Olá, para quem chegou agora, recomendo que leia os textos anteriores, já que esse é o último de uma sequência de quatro textos, e para compreendermos o cenário do Nascer no Brasil hoje, precisamos lembrar de como foi até chegar aqui. Afinal, tudo tem uma história.
Com a modernidade em ascensão, o nascimento de um bebê foi se tornando um ato institucional, médico, controlado e padronizado. Esse processo foi intensificado pelas tecnologias disponíveis no mercado, que aumentaram muito nas últimas décadas e inicialmente contribuíram para diminuir a taxa de morte materno-infantil.
Quando escutamos as narrativas das nossas mães (mães nos anos 70, 80 e 90) sobre a experiência do parto normal (vaginal), ouvimos histórias comuns, dependendo da região do Brasil. Ao ouvi-las, percebemos que essas histórias podem retratar algum sofrimento e até mesmo um sentimento de pavor, já que as intervenções médicas, os procedimentos e o cuidado que elas receberam, causaram dores intensas e impactaram negativamente em sua saúde física e/ou mental e muitas vezes das suas filhas e filhos.
Geralmente, a sequência é a seguinte: Lavagem intestinal (enema); raspagem dos pelos pubianos (tricotomia); bolsa das águas rompida artificialmente; o “sorinho” (ocitocina sintética); muita dor; palavras de desencorajamento; posição ginecológica com as pernas amarradas; o “piquezinho” (episiotomia), algumas relatam o uso do fórceps (que durante anos foi um padrão, principalmente em primíparas); a “força de cocô” (puxo dirigido); o “ponto do marido”; bebê no berçário que foi entregue de banho tomado horas depois. Quando falamos em procedimentos padrões, está aí, muito bem ilustrado pelas “protagonistas”, ou melhor dizendo, as vítimas dessa história.

◆ Itens selecionados:
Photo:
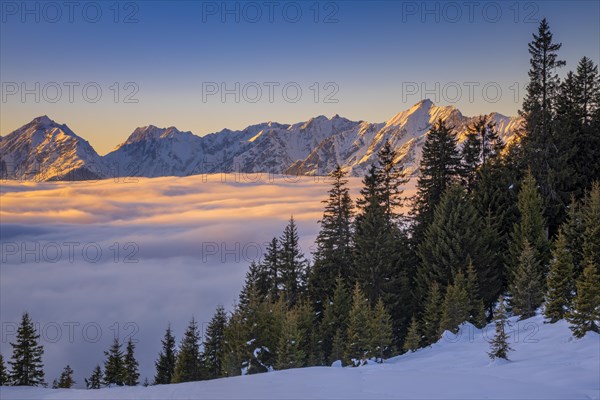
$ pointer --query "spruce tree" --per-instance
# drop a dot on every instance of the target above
(214, 344)
(540, 144)
(26, 363)
(187, 366)
(440, 165)
(455, 309)
(591, 221)
(114, 367)
(432, 315)
(66, 379)
(560, 281)
(4, 377)
(526, 288)
(381, 332)
(476, 307)
(165, 364)
(95, 380)
(455, 236)
(531, 227)
(293, 265)
(289, 349)
(333, 256)
(359, 332)
(335, 320)
(131, 365)
(499, 347)
(585, 316)
(413, 338)
(373, 250)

◆ Problema a resolver: Na sequência de procedimentos do parto descrita no texto fornecido, quais termos técnicos aparecem entre parênteses? Liste todos. Responda usando somente o texto fornecido.

◆ Sua resposta:
- enema
- tricotomia
- ocitocina sintética
- episiotomia
- puxo dirigido